Don’t discount low-burden mutations in CLL treatment decisions: US researchers

Blood cancers

By Emma Wilkinson

25 May 2022

Patients with chronic lymphocytic leukaemia (CLL) who had low-burden TP53 mutations had similar outcomes when treated first-line with Bruton tyrosine kinase inhibitor (BTKi) therapy, an analysis by US researchers has suggested.

While long-term follow up has shown continuous BTKi treatment to lead to durable remissions in patients with previously untreated TP53-altered CLL, the clinical impact for those with low-burden mutations has not been clear, they reported in the American Journal of Hematology.

With greater use of targeted therapies and next generation genomic sequencing more data is needed on how frequency of mutations and other high-risk signals such as chromosome 17p deletions influence treatment outcomes, they said.

A retrospective analysis of 130 CLL patients with baseline 17p deletion and/or TP53 mutations treated with BTKi with or without venetoclax showed four-year progression-free survival and overall survival rates of 72.9% and 83.6% respectively.

### Given data

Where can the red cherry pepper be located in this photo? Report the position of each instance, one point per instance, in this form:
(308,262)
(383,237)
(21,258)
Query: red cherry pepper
---
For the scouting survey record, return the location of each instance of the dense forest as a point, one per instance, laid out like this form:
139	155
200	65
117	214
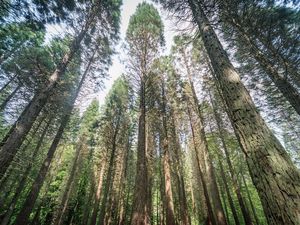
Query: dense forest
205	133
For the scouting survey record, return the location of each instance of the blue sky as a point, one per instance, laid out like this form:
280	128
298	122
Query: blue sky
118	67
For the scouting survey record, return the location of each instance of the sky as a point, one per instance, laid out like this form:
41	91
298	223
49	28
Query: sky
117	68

### Set of tasks
a. In the article about low-burden TP53 mutations in CLL, how many patients were included in the retrospective analysis?
b. Continue the news article on low-burden TP53 mutations in CLL treatment, picking up after its final sentence.

### Answers by item number
a. 130

b.
The data, which was from a single centre, showed that no baseline characteristics, including number of TP53 alterations or percentage of cells with 17p deletions, was associated with significant differences in outcomes, the researchers from The University of Texas MD Anderson Cancer Center said.

A quarter of patients had del(17p) in less than 25% of cells and 28/101 (28%) of TP53 mutations were low-burden as defined by allele frequency less than 10% and the outcomes of these patients were similar to those with high-burden lesions, the team found.

But patients with high-burden lesions were more likely to harbour other markers of chromosomal instability and there was also a trend towards shorter progression-free survival with increasing karyotypic complexity.

“This study suggests that low-burden TP53 alterations should not be ignored when assessing genomic risk in CLL in the era of targeted therapy,” they concluded.

Studies are needed to clarify treatment in these high-risk patients with TP53 mutations and “should not exclude patients with low-burden alterations”, they added.